- **Input data**
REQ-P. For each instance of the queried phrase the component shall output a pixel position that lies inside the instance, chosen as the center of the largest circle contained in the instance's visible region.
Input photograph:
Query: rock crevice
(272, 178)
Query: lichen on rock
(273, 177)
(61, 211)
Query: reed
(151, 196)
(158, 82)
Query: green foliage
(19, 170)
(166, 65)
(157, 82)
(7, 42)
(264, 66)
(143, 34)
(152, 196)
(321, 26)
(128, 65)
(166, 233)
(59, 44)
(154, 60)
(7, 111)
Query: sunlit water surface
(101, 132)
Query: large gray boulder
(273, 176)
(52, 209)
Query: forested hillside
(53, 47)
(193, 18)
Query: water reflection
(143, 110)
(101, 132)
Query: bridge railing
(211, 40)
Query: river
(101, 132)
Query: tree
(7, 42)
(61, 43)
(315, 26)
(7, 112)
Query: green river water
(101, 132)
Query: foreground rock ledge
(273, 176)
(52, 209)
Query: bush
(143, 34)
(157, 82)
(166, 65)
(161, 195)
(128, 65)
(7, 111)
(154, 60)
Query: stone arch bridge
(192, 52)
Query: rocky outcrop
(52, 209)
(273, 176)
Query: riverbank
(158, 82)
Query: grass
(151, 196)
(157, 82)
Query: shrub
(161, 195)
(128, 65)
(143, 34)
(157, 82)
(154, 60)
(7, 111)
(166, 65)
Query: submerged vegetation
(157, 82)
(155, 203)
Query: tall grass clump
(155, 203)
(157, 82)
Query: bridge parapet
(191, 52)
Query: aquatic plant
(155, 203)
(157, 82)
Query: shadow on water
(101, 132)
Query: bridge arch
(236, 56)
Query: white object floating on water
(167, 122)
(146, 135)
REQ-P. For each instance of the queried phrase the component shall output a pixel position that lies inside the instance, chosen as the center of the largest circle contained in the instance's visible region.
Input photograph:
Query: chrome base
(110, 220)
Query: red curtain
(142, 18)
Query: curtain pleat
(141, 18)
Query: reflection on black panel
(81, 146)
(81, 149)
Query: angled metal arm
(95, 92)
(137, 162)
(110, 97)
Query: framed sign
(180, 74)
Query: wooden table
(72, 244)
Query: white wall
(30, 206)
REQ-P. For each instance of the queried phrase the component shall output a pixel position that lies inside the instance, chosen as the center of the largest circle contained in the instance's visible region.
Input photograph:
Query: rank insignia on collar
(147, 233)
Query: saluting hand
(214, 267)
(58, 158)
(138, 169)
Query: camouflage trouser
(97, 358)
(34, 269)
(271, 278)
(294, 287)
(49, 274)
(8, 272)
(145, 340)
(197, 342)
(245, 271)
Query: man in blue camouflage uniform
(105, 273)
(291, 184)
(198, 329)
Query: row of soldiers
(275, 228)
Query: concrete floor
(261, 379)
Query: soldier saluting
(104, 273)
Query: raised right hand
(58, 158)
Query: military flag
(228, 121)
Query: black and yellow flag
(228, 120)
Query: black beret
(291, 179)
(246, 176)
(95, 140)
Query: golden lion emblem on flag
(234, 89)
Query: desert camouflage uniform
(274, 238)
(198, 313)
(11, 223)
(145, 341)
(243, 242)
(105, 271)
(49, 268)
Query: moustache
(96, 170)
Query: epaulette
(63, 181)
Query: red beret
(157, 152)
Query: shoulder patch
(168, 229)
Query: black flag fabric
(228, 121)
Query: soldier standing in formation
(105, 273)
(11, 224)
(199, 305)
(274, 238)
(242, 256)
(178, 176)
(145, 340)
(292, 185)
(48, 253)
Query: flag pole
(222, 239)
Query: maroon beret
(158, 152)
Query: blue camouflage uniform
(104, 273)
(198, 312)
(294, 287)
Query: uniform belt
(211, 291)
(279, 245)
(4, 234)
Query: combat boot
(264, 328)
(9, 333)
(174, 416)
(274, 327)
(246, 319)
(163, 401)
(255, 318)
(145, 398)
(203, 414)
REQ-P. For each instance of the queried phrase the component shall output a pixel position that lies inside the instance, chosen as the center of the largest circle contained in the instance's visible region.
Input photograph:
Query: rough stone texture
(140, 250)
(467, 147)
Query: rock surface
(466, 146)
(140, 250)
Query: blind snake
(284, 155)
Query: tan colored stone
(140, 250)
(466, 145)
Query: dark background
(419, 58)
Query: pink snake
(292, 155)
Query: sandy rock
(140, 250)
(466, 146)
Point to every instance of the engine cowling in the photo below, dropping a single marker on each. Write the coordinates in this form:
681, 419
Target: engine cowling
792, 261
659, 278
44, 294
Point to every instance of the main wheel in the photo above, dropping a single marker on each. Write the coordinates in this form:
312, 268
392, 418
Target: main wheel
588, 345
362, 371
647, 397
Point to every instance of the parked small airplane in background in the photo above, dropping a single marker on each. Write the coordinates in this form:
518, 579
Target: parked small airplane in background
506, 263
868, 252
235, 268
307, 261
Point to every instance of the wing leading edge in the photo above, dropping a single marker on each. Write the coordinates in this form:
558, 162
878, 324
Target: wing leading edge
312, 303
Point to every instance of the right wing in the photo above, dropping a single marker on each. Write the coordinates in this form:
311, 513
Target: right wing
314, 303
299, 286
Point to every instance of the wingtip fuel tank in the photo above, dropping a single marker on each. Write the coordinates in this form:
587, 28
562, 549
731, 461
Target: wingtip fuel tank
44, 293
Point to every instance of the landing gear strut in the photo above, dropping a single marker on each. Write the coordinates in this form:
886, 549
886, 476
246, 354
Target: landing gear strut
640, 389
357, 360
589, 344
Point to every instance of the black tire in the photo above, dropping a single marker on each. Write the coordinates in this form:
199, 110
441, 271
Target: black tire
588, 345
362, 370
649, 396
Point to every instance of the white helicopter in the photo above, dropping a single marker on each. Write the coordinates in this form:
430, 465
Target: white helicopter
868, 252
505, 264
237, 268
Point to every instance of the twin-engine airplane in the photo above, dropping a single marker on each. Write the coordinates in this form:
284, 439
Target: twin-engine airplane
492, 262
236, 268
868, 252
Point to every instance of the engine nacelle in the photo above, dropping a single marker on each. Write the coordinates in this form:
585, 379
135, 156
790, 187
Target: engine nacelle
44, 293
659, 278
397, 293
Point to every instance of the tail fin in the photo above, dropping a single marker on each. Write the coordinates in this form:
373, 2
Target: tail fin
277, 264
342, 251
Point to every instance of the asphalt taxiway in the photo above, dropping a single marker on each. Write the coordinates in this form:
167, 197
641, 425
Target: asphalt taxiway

- **Exercise**
Repeat the material word for word, in full.

- **Response box**
REQ-P. For each instance of the queried phrase the component shall output a pixel position that lies inside the instance, chosen as the center of the largest circle contained in the instance's visible region.
Input photograph:
Query: rock crevice
(272, 178)
Query: lichen on rock
(273, 177)
(61, 211)
Query: reed
(151, 196)
(158, 82)
Query: green foliage
(19, 170)
(166, 65)
(157, 82)
(7, 42)
(264, 66)
(143, 34)
(152, 196)
(321, 26)
(128, 65)
(166, 233)
(59, 44)
(154, 60)
(7, 111)
Query: sunlit water surface
(101, 132)
Query: large gray boulder
(273, 176)
(52, 209)
Query: forested hillside
(53, 47)
(193, 18)
Query: water reflection
(143, 110)
(101, 132)
Query: bridge railing
(211, 40)
Query: river
(101, 132)
Query: tree
(7, 42)
(61, 43)
(315, 26)
(7, 112)
Query: green river water
(101, 132)
Query: foreground rock ledge
(273, 176)
(52, 209)
Query: bush
(143, 34)
(157, 82)
(166, 65)
(161, 195)
(128, 65)
(7, 111)
(154, 60)
Query: stone arch bridge
(192, 52)
Query: rocky outcrop
(52, 209)
(273, 176)
Query: riverbank
(158, 82)
Query: grass
(151, 196)
(157, 82)
Query: shrub
(161, 195)
(128, 65)
(143, 34)
(157, 82)
(154, 60)
(7, 111)
(166, 65)
Query: submerged vegetation
(157, 82)
(155, 203)
Query: tall grass clump
(155, 203)
(157, 82)
Query: bridge parapet
(191, 52)
Query: aquatic plant
(155, 203)
(157, 82)
Query: shadow on water
(101, 132)
Query: bridge arch
(236, 56)
Query: white object floating on water
(167, 122)
(146, 135)
REQ-P. For each instance of the queried phrase the component shall output a pixel position that lies inside the instance, chosen as the center of the largest circle contained in the instance's visible region.
Input photograph:
Query: chrome base
(110, 220)
Query: red curtain
(142, 18)
Query: curtain pleat
(141, 18)
Query: reflection on black panel
(81, 146)
(81, 149)
Query: angled metal arm
(95, 92)
(137, 162)
(110, 97)
Query: framed sign
(180, 74)
Query: wooden table
(72, 244)
Query: white wall
(30, 206)
REQ-P. For each instance of the queried phrase the component shall output a pixel position that lies inside the instance, chosen as the center of the largest circle contained in the instance's visible region.
Input photograph:
Query: rank insignia on collar
(147, 233)
Query: saluting hand
(214, 267)
(58, 158)
(138, 169)
Query: camouflage trouser
(97, 358)
(34, 269)
(271, 278)
(294, 287)
(49, 274)
(8, 272)
(145, 340)
(197, 342)
(245, 271)
Query: man in blue camouflage uniform
(105, 273)
(291, 184)
(198, 329)
Query: row of soldiers
(275, 228)
Query: concrete floor
(261, 379)
Query: soldier saluting
(104, 273)
Query: raised right hand
(58, 158)
Query: military flag
(228, 121)
Query: black and yellow flag
(228, 120)
Query: black beret
(291, 179)
(246, 176)
(95, 140)
Query: golden lion emblem on flag
(234, 89)
Query: desert camouflage uniform
(274, 238)
(198, 313)
(11, 223)
(145, 341)
(243, 242)
(105, 271)
(49, 268)
Query: moustache
(96, 170)
Query: epaulette
(63, 181)
Query: red beret
(157, 152)
Query: shoulder patch
(168, 229)
Query: black flag fabric
(228, 121)
Query: soldier standing in formation
(105, 273)
(11, 224)
(199, 305)
(274, 238)
(242, 256)
(178, 176)
(145, 340)
(292, 185)
(48, 253)
Query: flag pole
(222, 239)
Query: maroon beret
(158, 152)
Query: blue camouflage uniform
(104, 273)
(198, 312)
(294, 287)
Query: uniform belt
(211, 291)
(279, 245)
(4, 234)
Query: combat boot
(264, 328)
(9, 333)
(174, 416)
(274, 327)
(246, 319)
(163, 401)
(255, 318)
(145, 398)
(203, 414)
REQ-P. For each instance of the queried phrase the component shall output a pixel position that lies inside the instance, chosen as the center of the largest circle contained in the instance's visible region.
Input photograph:
Query: rough stone texture
(140, 250)
(467, 147)
Query: rock surface
(466, 146)
(140, 250)
Query: blind snake
(284, 155)
Query: tan colored stone
(140, 250)
(466, 145)
Query: dark background
(419, 58)
Query: pink snake
(292, 155)
Query: sandy rock
(140, 250)
(466, 146)
Point to every instance of the engine cowling in the photo below, dropping a single marker on each. Write the coordinates in this form:
681, 419
Target: engine cowling
792, 261
659, 278
44, 294
Point to every instance of the main wheel in the photo above, dropping a single marker on each. Write the coordinates in this form:
312, 268
392, 418
Target: main wheel
588, 345
362, 371
647, 397
Point to every instance of the parked small airplane in background in the photo above, dropping a single marker on each. Write the coordinates in this form:
518, 579
Target: parked small airplane in background
506, 263
868, 252
235, 268
307, 261
Point to every instance of the wing leading edge in the photo above, dropping a single marker on each. Write the coordinates in this form:
558, 162
878, 324
Target: wing leading edge
312, 303
Point to every instance of the right wing in the photo above, dropping a single marker on each. Write the coordinates in this form:
311, 513
Target: right wing
314, 303
299, 286
Point to every instance of the wingtip fuel tank in the photo above, dropping a single marker on each. Write the coordinates in this form:
587, 28
562, 549
731, 461
Target: wingtip fuel tank
44, 293
Point to every instance of the landing gear strut in the photo above, dropping a single marker on each. Write the coordinates in this form:
886, 549
886, 476
246, 354
Target: landing gear strut
640, 389
357, 360
589, 344
Point to every instance of the black tire in the photo above, dropping a single marker on each. Write the coordinates in this form:
199, 110
441, 271
Target: black tire
588, 345
362, 370
649, 396
Point to every instance of the white helicopter in the photo above, dropping a single marker on each. Write the coordinates in this form:
430, 465
Target: white helicopter
868, 252
505, 264
237, 268
Point to every instance of the twin-engine airplane in the photo above, dropping a single marker on each. Write the coordinates in this form:
284, 439
Target: twin-engine airplane
492, 262
236, 268
868, 252
Point to every instance of the engine nacelle in the photo above, dropping a single marker on each. Write the coordinates in this form:
585, 379
135, 156
790, 187
Target: engine nacelle
44, 293
659, 278
397, 293
Point to every instance of the tail fin in the photo above, dropping a single marker on each. Write the coordinates in this form:
373, 2
Target: tail fin
277, 264
342, 251
Point to every instance of the asphalt taxiway in the photo above, dropping a single marker on each. Write the coordinates in this form:
167, 197
641, 425
Target: asphalt taxiway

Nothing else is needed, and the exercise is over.